What is required >> The response must reproduce exactly every line of the material below holding the word "surface".

Records shown >>
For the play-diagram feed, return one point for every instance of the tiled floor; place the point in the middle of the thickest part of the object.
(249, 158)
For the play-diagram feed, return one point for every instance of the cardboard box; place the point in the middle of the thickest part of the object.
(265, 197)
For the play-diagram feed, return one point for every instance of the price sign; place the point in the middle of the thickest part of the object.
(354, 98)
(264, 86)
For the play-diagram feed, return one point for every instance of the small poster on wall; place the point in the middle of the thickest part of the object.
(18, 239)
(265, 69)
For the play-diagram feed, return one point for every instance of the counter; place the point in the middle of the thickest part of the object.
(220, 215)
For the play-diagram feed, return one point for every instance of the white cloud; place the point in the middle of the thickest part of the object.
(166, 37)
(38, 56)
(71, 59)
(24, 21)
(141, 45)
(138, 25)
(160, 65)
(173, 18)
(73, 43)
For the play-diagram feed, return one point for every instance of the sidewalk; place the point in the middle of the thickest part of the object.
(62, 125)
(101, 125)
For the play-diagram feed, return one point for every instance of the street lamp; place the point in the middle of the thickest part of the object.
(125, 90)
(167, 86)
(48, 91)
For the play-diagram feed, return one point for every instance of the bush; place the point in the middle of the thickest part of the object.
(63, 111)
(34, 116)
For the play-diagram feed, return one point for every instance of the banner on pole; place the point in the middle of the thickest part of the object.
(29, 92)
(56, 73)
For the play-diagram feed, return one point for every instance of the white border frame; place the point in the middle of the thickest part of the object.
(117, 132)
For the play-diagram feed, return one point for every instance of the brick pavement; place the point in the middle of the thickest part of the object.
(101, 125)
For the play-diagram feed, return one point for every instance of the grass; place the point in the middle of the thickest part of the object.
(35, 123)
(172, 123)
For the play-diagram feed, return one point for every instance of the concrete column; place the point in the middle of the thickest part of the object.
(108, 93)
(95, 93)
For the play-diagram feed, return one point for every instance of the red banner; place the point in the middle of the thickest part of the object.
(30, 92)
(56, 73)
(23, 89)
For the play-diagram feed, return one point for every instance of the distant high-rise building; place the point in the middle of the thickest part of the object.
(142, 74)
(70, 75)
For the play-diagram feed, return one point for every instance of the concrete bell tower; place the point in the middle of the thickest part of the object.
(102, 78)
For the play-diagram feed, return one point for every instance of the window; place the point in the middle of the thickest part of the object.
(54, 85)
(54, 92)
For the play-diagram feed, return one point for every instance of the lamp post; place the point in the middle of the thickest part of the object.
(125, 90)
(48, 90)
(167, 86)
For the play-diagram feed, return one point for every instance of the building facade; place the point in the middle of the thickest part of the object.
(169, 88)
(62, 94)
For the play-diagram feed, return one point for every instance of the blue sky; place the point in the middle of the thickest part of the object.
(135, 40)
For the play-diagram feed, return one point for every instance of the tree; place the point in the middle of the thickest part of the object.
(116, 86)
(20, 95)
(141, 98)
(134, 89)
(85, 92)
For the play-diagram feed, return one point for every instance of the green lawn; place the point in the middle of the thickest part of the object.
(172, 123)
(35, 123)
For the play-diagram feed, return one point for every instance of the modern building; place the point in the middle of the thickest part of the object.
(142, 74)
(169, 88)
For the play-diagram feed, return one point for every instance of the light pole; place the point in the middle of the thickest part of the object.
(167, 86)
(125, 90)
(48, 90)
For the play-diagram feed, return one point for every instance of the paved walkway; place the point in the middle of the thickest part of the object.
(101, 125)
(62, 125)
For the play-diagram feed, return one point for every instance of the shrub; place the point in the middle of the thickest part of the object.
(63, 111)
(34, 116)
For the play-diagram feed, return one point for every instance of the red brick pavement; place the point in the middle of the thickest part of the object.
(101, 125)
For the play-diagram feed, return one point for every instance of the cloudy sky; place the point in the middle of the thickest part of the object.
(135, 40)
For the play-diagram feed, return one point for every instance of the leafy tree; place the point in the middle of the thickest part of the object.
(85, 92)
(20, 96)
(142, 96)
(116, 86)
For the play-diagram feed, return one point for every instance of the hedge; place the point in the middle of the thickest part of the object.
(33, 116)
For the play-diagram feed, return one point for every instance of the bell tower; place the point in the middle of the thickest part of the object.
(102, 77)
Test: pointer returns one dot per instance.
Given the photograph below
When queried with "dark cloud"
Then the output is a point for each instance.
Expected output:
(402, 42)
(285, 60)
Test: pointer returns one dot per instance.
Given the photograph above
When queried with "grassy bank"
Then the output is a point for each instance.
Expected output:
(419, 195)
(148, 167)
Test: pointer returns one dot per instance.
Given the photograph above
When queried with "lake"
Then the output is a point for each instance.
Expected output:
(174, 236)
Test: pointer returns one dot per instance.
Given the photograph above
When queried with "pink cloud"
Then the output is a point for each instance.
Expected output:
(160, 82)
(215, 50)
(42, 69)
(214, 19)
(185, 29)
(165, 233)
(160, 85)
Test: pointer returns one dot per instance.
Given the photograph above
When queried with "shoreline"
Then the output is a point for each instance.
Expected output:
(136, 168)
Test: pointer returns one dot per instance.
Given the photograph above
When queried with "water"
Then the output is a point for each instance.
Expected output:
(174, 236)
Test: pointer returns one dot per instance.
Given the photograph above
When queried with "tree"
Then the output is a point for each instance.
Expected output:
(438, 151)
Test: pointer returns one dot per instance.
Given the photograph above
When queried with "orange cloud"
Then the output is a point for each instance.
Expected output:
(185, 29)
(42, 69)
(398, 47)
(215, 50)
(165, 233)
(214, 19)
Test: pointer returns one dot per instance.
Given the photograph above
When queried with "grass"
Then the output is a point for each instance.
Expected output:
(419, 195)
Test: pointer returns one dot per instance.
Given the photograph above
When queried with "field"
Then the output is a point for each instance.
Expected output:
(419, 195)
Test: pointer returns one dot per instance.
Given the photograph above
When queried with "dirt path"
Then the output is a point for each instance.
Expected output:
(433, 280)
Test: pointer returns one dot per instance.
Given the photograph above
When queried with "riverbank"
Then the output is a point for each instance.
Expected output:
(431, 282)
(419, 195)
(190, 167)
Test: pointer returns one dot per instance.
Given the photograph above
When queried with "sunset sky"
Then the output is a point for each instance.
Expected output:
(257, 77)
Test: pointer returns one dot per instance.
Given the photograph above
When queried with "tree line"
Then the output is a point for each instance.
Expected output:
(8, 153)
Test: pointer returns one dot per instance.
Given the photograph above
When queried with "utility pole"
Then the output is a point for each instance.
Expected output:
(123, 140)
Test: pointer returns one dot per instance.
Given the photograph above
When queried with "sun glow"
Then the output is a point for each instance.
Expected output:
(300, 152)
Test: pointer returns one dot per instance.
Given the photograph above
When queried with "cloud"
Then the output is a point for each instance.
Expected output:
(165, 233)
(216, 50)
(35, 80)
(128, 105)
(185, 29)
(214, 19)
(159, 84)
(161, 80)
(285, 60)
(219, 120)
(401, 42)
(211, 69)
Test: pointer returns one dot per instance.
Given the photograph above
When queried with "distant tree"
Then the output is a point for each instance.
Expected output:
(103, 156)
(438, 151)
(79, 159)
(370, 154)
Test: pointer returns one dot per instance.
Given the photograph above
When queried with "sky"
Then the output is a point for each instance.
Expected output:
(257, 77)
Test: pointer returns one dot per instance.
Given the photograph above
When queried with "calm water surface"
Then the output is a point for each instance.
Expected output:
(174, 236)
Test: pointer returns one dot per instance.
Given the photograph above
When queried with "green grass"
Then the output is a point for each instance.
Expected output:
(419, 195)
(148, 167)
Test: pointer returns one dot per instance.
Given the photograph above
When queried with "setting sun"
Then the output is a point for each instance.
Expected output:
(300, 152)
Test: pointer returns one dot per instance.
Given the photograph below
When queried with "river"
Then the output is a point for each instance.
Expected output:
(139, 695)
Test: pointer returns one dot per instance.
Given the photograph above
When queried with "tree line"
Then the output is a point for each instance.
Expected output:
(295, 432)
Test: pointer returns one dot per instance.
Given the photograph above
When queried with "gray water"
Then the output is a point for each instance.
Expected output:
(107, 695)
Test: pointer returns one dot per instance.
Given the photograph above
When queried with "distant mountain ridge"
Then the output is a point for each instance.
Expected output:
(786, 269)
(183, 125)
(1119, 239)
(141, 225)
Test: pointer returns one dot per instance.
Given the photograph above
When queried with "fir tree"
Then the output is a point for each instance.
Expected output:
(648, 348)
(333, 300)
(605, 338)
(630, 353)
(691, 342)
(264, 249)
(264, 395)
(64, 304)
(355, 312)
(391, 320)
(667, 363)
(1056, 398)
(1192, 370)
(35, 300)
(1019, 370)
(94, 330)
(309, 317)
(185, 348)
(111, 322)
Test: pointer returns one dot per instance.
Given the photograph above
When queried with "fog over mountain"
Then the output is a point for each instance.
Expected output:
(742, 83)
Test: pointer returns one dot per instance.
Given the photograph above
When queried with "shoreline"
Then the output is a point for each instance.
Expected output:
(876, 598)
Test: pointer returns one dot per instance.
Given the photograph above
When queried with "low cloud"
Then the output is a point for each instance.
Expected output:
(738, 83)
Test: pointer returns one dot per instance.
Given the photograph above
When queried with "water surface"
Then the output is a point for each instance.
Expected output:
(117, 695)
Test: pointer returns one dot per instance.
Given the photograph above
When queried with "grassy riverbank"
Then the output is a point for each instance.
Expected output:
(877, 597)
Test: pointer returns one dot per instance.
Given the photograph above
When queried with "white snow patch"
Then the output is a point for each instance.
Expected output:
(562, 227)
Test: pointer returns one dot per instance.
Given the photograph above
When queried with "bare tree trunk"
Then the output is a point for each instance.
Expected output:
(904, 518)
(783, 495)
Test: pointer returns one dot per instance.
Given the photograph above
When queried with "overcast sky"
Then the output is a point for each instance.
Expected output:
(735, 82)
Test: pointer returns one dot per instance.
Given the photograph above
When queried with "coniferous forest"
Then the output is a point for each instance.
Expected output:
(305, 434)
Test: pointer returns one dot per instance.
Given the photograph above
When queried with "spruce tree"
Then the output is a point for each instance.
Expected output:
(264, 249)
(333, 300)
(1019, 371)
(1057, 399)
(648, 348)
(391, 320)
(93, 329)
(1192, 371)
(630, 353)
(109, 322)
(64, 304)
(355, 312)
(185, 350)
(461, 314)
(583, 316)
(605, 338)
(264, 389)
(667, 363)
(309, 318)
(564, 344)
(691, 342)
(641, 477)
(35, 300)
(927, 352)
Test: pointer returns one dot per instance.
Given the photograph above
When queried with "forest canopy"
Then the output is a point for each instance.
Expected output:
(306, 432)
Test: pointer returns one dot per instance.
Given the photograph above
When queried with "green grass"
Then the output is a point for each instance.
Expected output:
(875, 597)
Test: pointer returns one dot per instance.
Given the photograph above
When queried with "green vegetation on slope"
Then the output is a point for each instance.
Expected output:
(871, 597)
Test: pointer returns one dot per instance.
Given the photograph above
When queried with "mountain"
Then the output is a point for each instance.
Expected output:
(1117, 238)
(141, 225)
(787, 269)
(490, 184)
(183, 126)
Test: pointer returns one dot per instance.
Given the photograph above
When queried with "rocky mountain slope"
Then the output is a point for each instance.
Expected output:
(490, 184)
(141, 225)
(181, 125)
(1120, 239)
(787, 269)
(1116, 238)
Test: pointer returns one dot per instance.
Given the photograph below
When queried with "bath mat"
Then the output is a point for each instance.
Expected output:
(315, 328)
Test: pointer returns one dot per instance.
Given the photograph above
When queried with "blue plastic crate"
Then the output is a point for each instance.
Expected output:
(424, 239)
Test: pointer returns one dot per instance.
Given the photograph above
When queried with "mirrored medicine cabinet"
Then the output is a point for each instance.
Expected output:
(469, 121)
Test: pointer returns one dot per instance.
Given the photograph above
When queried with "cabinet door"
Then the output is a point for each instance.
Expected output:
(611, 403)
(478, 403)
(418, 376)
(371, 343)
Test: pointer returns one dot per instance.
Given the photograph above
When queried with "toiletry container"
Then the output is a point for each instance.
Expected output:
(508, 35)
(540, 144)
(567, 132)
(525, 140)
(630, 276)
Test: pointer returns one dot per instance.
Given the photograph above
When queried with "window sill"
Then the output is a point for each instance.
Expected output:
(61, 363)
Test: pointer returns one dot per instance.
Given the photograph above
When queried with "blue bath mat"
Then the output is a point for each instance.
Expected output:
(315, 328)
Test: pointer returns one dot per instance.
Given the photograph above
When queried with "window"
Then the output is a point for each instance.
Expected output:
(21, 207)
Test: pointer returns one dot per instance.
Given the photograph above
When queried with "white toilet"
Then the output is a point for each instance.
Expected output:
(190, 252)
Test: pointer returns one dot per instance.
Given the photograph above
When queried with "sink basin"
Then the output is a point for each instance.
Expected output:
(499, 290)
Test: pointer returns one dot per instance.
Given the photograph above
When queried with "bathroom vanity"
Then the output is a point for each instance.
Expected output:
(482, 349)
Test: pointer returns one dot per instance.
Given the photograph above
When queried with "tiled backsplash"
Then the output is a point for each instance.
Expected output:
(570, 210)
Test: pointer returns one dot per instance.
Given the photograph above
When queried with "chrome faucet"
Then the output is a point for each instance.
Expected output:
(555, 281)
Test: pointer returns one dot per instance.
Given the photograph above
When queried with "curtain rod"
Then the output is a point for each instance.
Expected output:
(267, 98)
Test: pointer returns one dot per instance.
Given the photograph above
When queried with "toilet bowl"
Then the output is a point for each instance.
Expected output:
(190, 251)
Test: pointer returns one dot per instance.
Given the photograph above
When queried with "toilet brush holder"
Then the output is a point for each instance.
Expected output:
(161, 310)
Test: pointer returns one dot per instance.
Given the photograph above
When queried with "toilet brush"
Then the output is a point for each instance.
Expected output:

Completed exercise >>
When queried with "calm water surface"
When queried with "water surface"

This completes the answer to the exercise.